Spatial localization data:
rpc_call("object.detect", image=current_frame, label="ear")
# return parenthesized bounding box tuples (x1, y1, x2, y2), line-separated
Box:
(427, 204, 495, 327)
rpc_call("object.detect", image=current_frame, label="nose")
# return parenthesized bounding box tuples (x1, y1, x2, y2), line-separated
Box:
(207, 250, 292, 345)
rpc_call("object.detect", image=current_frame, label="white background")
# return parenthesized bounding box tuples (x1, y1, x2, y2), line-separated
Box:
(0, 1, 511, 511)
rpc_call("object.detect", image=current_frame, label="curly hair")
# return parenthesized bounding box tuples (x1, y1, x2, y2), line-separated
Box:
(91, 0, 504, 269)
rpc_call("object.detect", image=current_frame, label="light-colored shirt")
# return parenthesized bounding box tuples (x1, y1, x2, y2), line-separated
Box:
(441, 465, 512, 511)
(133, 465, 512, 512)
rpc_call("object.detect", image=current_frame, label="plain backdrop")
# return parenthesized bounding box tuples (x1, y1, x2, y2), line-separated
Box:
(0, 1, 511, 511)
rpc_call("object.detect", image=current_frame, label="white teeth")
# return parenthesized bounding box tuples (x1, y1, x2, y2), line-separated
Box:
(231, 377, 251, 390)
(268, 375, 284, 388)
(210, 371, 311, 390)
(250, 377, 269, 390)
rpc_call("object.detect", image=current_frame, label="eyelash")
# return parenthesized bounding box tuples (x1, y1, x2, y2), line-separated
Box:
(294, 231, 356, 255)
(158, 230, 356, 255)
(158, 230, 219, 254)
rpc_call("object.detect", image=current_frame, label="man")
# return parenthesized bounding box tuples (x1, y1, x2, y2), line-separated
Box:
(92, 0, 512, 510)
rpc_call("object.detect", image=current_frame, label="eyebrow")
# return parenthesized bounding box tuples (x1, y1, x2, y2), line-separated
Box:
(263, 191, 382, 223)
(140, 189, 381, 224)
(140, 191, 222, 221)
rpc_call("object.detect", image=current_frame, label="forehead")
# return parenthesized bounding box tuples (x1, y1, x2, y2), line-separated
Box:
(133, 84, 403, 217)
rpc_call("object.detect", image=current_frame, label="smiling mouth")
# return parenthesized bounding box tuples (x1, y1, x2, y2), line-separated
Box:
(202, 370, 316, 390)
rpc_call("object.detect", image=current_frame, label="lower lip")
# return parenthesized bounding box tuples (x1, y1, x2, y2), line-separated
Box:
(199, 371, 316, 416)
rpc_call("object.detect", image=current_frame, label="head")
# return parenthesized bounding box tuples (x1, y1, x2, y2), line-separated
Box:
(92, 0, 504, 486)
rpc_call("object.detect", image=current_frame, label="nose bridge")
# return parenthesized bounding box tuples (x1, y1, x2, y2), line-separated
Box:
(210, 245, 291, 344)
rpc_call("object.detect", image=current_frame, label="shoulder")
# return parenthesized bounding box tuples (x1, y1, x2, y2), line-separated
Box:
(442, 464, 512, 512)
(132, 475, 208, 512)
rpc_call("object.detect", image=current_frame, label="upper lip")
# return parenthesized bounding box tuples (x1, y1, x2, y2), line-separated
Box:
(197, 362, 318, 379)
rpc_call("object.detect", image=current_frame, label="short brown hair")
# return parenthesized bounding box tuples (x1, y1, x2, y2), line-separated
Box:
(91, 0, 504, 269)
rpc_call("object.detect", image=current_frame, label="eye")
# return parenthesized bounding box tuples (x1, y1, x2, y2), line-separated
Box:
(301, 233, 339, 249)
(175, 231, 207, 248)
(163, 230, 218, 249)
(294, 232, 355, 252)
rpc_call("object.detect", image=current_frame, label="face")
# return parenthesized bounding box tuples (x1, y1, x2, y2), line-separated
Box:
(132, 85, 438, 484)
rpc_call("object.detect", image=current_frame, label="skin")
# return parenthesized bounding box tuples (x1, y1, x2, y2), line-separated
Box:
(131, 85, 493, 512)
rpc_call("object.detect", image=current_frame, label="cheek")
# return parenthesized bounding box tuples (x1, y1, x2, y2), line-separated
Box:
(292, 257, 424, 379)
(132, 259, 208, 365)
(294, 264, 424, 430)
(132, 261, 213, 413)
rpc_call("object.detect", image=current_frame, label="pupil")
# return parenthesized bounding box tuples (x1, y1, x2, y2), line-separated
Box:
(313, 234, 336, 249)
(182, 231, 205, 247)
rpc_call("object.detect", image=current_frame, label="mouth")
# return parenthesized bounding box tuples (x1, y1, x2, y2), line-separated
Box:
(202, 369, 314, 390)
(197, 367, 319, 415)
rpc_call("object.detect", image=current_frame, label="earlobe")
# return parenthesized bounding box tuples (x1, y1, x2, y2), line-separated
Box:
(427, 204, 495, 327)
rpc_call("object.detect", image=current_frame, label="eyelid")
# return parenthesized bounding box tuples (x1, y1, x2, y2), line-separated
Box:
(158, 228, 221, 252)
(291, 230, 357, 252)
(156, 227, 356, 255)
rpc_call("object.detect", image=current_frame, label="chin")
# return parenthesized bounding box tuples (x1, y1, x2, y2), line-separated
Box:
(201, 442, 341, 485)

• Assignment: Copy the data above. Keep each line exact.

• Result of the exercise:
rpc_call("object.detect", image=current_frame, label="ear")
# return parenthesized bounding box tuples (x1, y1, x2, y2), line-separated
Box:
(427, 204, 495, 327)
rpc_call("object.detect", image=current_frame, label="nose")
# return parenthesized bounding box tuples (x1, y1, x2, y2), line-separated
Box:
(207, 250, 292, 345)
rpc_call("object.detect", image=current_frame, label="white background")
# return parenthesized bounding box tuples (x1, y1, x2, y2), line-separated
Box:
(0, 1, 511, 511)
rpc_call("object.detect", image=current_frame, label="curly hair")
# return parenthesized bounding box tuples (x1, y1, x2, y2), line-separated
Box:
(91, 0, 504, 269)
rpc_call("object.detect", image=current_frame, label="light-colored shirt")
# return parenthesized bounding box tuples (x1, y1, x2, y2), line-separated
Box:
(441, 465, 512, 511)
(133, 465, 512, 512)
rpc_call("object.detect", image=current_frame, label="plain backdrop")
# return parenthesized bounding box tuples (x1, y1, x2, y2), line-separated
Box:
(0, 1, 511, 511)
rpc_call("object.detect", image=current_frame, label="white teeth")
# return parenthesized bounding box tuples (x1, y1, x2, y2), line-separated
Box:
(231, 377, 251, 390)
(268, 375, 284, 388)
(210, 371, 311, 390)
(250, 377, 269, 390)
rpc_call("object.detect", image=current_frame, label="eyelash")
# return parenthesized bounding box tuples (x1, y1, x2, y2), line-separated
Box:
(294, 231, 356, 255)
(158, 230, 356, 255)
(158, 230, 219, 254)
rpc_call("object.detect", image=current_frame, label="man")
# return parenthesized bounding box tuples (x1, y1, x2, y2), line-separated
Box:
(92, 0, 512, 510)
rpc_call("object.detect", image=current_frame, label="eyebrow")
# return parenthesized bounding box tuples (x1, y1, x2, y2), line-separated
Box:
(263, 191, 382, 223)
(140, 189, 381, 224)
(140, 191, 222, 221)
rpc_call("object.detect", image=current_frame, label="forehead")
# return parenthesized bounding box tuples (x1, y1, x2, y2), line-separated
Box:
(133, 84, 403, 217)
rpc_call("object.detect", image=current_frame, label="smiling mouth")
# return parenthesized bounding box tuples (x1, y1, x2, y2), line-separated
Box:
(202, 370, 316, 390)
rpc_call("object.detect", image=current_frame, label="lower lip")
# return parenthesized bounding box tuples (x1, y1, x2, y2), line-separated
Box:
(199, 371, 316, 416)
rpc_call("object.detect", image=current_frame, label="head")
# return parenthesized bounding box tuples (x1, y1, x2, y2), line-separated
Box:
(92, 0, 504, 486)
rpc_call("object.detect", image=current_frame, label="nose bridge")
# return parenthesized bounding box tuples (x1, y1, x2, y2), line-separated
Box:
(210, 245, 291, 344)
rpc_call("object.detect", image=current_frame, label="shoulder")
# return parenthesized bounding box tuples (x1, y1, x2, y2), line-separated
Box:
(442, 464, 512, 512)
(132, 475, 208, 512)
rpc_call("object.detect", image=current_frame, label="upper lip")
# return parenthesized bounding box tuples (x1, y1, x2, y2), line-separated
Box:
(197, 362, 318, 379)
rpc_call("object.detect", image=current_frame, label="short brown hair")
# return parenthesized bounding box tuples (x1, y1, x2, y2), line-separated
Box:
(91, 0, 504, 269)
rpc_call("object.detect", image=current_frame, label="eye")
# return parenthesized bounding box tuples (x1, y1, x2, y2), line-separated
Box:
(301, 233, 339, 249)
(175, 231, 207, 248)
(163, 230, 218, 249)
(294, 232, 355, 252)
rpc_call("object.detect", image=current_frame, label="face")
# return parenthesized bounding box tuples (x1, y1, x2, y2), line-separated
Box:
(132, 85, 438, 484)
rpc_call("object.detect", image=current_frame, label="skin")
# return parenthesized bounding box tuples (x1, y1, x2, y2), line-separated
Box:
(131, 85, 493, 512)
rpc_call("object.detect", image=current_frame, label="cheek")
# return parenthesized bounding box tuples (x1, y1, x2, y2), line-separated
Box:
(292, 257, 424, 379)
(132, 259, 208, 365)
(294, 264, 424, 430)
(132, 261, 213, 413)
rpc_call("object.detect", image=current_frame, label="pupil")
# return parenthesized bounding box tuples (x1, y1, x2, y2), line-separated
Box:
(313, 234, 336, 249)
(182, 231, 205, 247)
rpc_call("object.detect", image=current_frame, label="mouth")
# return parenthesized bounding box tuples (x1, y1, x2, y2), line-separated
Box:
(202, 369, 314, 390)
(197, 367, 319, 415)
rpc_call("object.detect", image=current_frame, label="earlobe")
# return parenthesized bounding box tuples (x1, y1, x2, y2), line-separated
Box:
(427, 204, 495, 327)
rpc_call("object.detect", image=current_frame, label="eyelid")
# return parenthesized bounding box tuples (x1, y1, x2, y2), line-separated
Box:
(158, 228, 221, 252)
(291, 230, 357, 252)
(156, 227, 356, 255)
rpc_call("object.detect", image=current_frame, label="chin")
# return parenthesized bounding box tuples (x1, y1, x2, y2), line-separated
Box:
(201, 442, 341, 485)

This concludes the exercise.